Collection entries

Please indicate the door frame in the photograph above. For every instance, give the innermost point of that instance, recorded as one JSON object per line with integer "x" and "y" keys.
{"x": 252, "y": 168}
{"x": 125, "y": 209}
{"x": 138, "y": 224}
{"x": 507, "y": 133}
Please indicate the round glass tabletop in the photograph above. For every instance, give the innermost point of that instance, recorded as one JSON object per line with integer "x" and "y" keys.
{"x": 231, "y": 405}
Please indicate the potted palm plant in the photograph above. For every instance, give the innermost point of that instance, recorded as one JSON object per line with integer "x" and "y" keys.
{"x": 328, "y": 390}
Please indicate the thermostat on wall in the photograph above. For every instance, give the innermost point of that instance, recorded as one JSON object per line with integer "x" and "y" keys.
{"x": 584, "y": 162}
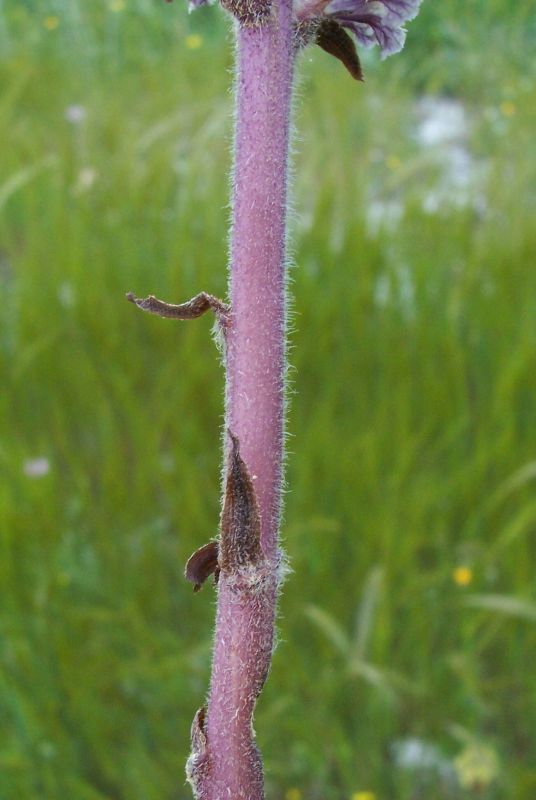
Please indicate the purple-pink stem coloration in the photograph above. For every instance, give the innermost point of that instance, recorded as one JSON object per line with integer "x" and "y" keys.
{"x": 254, "y": 399}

* **Problem**
Rewrite every one of the records with "image" substituted for "photograph" and all other text unchanged. Omit the pictures from your output.

* **Full output**
Please indicate the door frame in the image above. For every instance, give the innermost point of that instance, recorded as one JSON object per line with integer "x" and "y" keys.
{"x": 252, "y": 168}
{"x": 125, "y": 209}
{"x": 138, "y": 224}
{"x": 507, "y": 133}
Please indicate the round glass tabletop in the image above. For every instance, give the innermost point of that instance, recorded as one JSON object per line with integer "x" and "y" keys.
{"x": 231, "y": 405}
Please indicate the potted palm plant in the image above. For every instance, give the innermost point of that instance, recorded as one JSON object per line with integer "x" and "y" keys.
{"x": 328, "y": 390}
Please indicate the thermostat on wall in the image above. For every instance, give the innermost point of that instance, recorded as one JSON object per line with integer "x" and "y" keys.
{"x": 584, "y": 162}
Please indicate the purple-pink stem coloration in the image above. For every instance, give the innermost point of that instance, recorded as one JSON object per line with integer "x" and "y" keys.
{"x": 254, "y": 399}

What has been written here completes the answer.